DOCUMENT SECTION:
%%

Extreme stress and traumatic experiences that occur when children are 0-3 can have long term emotional, physical and educational effects. Because infants’ and young children’s may not be able to verbalize their reactions to threatening or dangerous events, many people assume that young age protects children from the impact of traumatic experiences.
Research has established that young children may be affected by events that threaten their safety or the safety of their parents/caregivers. These traumas can be the result of intentional violence, natural disaster, accidents, or war. Young children also may experience traumatic stress in response to neglect, substance abuse and medical procedures or the loss of a parent/caregiver.
Truama in early childhood can also impact a child’s physical health as an adult.
What does this look like in my child? (Symptoms)
Demonstrate poor verbal skills
Exhibit memory problems
Scream or cry excessively
Have poor appetite, low weight, or digestive problems
Have difficulties focusing or learning in school
Develop learning disabilities
Show poor skill development
Act out in social situations
Imitate the abusive/traumatic event
Be verbally abusive
Be unable to trust others or make friends
Believe they are to blame for the traumatic event
Experience stomach aches or headaches
Traumatic experiences for young children may put them at serious risk because their rapidly developing brains are very defenseless. The brain is responsible for many complex functions including memory, attention, awareness, thinking, language, and consciousness. These complex in the brain may result in a child who may not feel as safe or as protected.

%%

RECORDS SUPPLIED:
%%

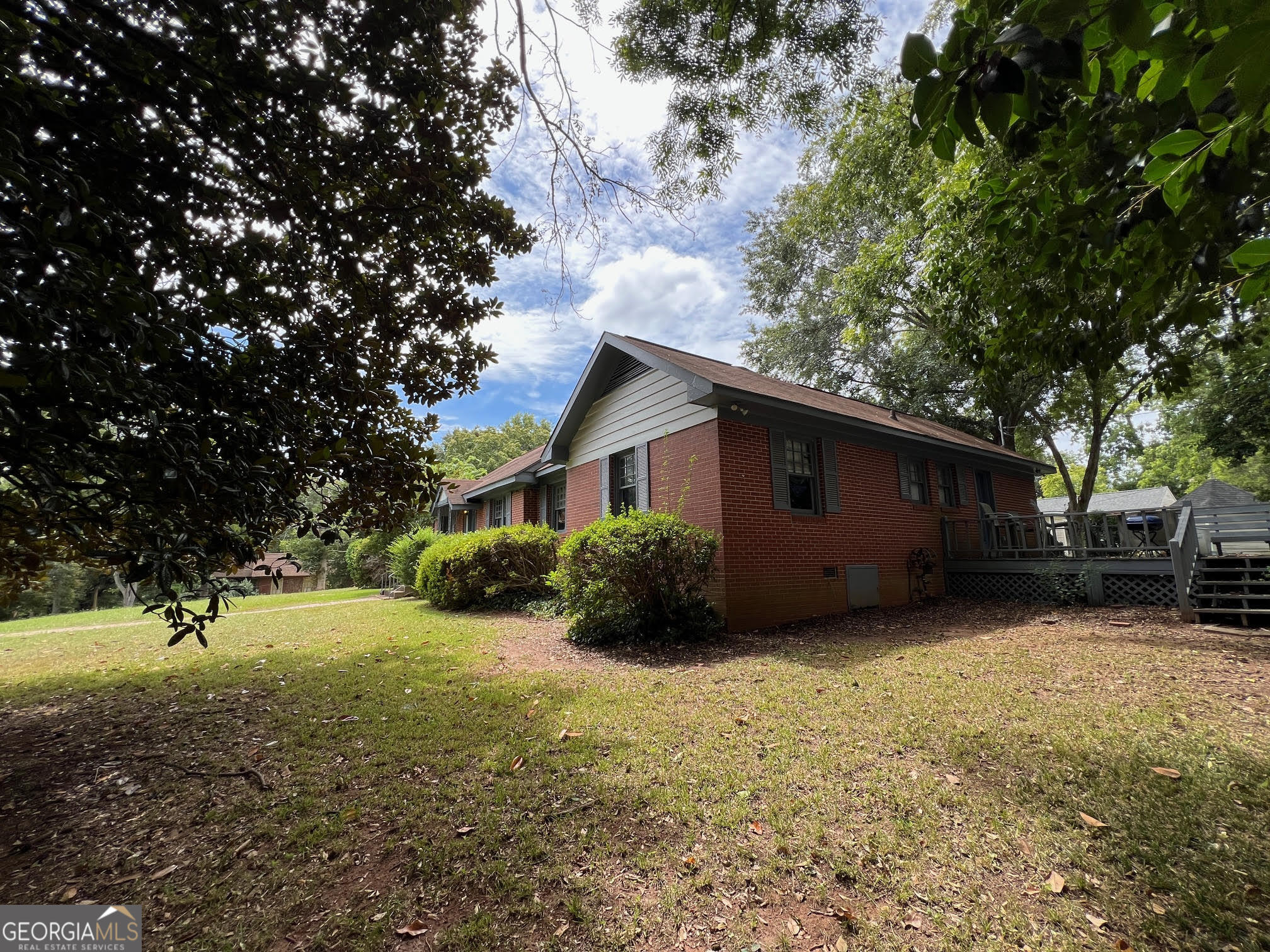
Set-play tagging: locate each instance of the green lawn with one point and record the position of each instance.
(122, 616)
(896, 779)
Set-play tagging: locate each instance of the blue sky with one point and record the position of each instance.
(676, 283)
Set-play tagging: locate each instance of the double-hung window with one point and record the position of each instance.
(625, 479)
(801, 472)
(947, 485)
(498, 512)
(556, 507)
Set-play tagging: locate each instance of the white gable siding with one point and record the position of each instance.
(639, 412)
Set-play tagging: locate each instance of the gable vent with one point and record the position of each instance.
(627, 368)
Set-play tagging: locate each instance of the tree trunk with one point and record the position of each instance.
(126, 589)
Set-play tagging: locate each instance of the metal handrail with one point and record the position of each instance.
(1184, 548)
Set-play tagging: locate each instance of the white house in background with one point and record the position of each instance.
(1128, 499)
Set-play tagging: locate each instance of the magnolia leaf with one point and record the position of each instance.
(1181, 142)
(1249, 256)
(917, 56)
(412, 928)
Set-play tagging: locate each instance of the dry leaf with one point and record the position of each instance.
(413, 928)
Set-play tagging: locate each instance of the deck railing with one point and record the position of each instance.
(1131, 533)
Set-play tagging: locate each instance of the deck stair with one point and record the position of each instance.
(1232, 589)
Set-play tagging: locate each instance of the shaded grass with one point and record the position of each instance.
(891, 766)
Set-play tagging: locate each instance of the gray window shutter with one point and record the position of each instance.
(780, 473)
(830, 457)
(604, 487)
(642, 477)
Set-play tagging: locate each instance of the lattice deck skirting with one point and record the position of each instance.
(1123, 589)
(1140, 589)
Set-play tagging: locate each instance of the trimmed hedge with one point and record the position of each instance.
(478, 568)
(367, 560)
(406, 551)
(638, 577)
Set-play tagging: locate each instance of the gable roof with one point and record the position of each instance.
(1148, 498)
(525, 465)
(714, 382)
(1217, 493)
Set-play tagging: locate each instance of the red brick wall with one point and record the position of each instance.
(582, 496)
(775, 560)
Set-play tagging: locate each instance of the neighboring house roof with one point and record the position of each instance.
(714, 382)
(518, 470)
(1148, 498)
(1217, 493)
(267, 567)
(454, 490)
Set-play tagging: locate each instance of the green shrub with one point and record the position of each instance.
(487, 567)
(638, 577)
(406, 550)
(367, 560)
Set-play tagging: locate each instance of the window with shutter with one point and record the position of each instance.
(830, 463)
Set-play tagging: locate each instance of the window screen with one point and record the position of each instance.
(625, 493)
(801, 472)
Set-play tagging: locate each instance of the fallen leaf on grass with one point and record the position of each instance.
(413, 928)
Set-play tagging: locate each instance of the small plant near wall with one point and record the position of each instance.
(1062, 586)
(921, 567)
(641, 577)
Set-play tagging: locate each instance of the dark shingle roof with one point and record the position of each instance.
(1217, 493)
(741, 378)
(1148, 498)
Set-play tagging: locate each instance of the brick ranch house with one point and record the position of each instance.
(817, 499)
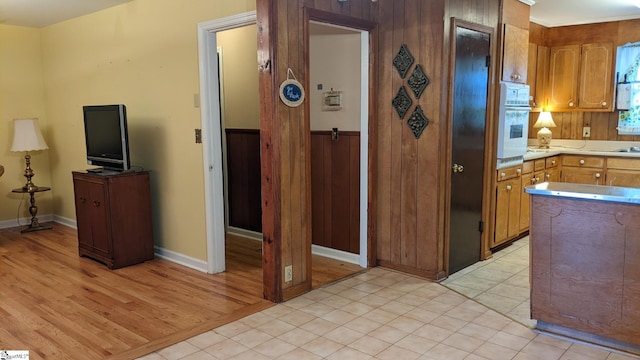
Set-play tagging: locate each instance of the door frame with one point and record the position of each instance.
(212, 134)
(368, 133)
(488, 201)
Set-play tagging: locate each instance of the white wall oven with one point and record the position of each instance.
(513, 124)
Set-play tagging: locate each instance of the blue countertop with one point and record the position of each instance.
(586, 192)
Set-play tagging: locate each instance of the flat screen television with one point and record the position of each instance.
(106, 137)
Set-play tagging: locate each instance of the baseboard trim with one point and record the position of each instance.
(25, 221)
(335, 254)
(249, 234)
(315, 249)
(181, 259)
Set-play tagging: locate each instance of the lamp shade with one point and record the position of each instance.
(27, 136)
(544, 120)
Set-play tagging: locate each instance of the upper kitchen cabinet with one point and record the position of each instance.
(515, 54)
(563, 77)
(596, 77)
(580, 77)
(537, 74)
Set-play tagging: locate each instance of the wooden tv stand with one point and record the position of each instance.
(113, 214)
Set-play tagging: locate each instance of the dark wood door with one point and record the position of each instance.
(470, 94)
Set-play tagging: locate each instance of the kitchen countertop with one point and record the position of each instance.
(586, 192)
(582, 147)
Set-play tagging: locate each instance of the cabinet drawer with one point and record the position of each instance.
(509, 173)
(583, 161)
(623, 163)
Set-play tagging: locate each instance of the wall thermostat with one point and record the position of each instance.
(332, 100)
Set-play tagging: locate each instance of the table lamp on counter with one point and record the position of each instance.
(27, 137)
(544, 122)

%%
%%

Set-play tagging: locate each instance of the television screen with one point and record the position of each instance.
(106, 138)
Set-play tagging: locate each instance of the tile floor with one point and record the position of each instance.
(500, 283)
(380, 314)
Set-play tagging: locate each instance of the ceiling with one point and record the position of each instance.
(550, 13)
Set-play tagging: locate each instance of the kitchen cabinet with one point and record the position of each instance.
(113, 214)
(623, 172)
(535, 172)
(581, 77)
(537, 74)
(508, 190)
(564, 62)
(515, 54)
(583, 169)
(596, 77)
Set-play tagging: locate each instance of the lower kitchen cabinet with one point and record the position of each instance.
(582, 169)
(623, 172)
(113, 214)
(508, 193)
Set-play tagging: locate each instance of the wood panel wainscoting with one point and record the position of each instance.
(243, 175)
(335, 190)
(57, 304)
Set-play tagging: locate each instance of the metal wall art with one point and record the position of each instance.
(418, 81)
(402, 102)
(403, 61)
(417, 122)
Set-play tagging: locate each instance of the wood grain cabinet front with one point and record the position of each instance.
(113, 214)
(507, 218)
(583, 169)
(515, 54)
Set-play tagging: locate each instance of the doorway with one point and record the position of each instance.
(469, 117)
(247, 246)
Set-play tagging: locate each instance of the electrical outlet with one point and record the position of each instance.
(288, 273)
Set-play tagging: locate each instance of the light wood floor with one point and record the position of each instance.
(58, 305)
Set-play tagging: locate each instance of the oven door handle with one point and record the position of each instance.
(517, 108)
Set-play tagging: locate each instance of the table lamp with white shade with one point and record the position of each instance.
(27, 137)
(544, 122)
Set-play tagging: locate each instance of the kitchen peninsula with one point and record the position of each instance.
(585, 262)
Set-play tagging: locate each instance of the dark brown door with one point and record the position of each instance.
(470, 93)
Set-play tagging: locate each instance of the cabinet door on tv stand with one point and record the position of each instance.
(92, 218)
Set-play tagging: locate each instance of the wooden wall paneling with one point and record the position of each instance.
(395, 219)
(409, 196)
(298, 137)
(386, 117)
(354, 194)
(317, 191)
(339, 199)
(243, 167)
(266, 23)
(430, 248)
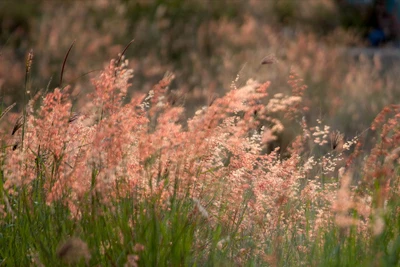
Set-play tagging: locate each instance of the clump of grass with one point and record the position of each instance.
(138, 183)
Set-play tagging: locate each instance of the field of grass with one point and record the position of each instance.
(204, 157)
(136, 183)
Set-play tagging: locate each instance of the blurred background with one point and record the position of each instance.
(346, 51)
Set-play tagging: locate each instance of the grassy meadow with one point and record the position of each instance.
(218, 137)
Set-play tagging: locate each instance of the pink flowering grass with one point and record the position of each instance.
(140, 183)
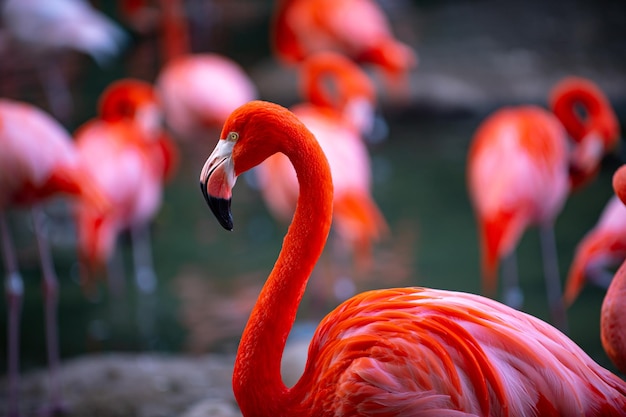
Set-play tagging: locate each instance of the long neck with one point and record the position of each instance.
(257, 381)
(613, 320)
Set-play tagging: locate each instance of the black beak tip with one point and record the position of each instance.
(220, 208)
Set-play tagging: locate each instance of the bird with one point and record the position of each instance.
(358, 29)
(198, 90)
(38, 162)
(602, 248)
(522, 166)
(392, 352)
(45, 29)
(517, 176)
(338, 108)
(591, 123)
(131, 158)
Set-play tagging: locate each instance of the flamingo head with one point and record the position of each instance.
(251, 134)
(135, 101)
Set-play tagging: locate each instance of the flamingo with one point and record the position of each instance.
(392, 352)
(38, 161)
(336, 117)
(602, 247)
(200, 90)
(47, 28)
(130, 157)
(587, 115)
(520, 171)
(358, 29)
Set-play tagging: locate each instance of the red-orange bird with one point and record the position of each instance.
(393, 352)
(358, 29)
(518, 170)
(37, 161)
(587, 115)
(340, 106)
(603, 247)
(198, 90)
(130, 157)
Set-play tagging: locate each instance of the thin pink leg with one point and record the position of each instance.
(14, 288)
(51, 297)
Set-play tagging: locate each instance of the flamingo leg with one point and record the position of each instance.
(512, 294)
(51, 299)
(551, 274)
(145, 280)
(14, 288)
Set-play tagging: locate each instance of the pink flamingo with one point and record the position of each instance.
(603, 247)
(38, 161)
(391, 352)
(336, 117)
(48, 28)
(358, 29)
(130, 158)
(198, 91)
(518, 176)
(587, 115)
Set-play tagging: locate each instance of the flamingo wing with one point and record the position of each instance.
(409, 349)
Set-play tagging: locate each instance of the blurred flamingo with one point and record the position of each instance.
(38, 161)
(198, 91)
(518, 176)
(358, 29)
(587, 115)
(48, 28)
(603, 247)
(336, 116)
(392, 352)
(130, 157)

%%

WHAT TO DO:
- A) Please turn the paragraph beginning "Research has established" in the text on early childhood trauma into a short list that keeps its main facts.
- B) Extend the text on early childhood trauma, picking up after its final sentence.
The items come from a different source than the text on early childhood trauma.

TASK-BY-TASK OUTPUTS:
- A)
- Young children can be affected by events that threaten their own safety or the safety of their parents or caregivers.
- These traumas can come from intentional violence, natural disaster, accidents, or war.
- Young children may also experience traumatic stress from neglect, substance abuse, medical procedures, or the loss of a parent or caregiver.

- B)
How can I help my child now?
Children who have developed protective factors such as the reliable presence of a positive, caring, and protective parent or caregiver, can help shield children against the effects of negative experiences.
- Early intervention and treatment can minimize the social and emotional impact of a child’s exposure to a traumatic event
What can I do for my child in the long-run?
Parent–child relationships, as well as other environmental factors, can have important effect on a child’s reaction to trauma.
- Be a consistent resource to the child.
- Encourage the child to talk about their experiences
- Continually provide reassurance to the child that the adults in their lives are working to keep them safe.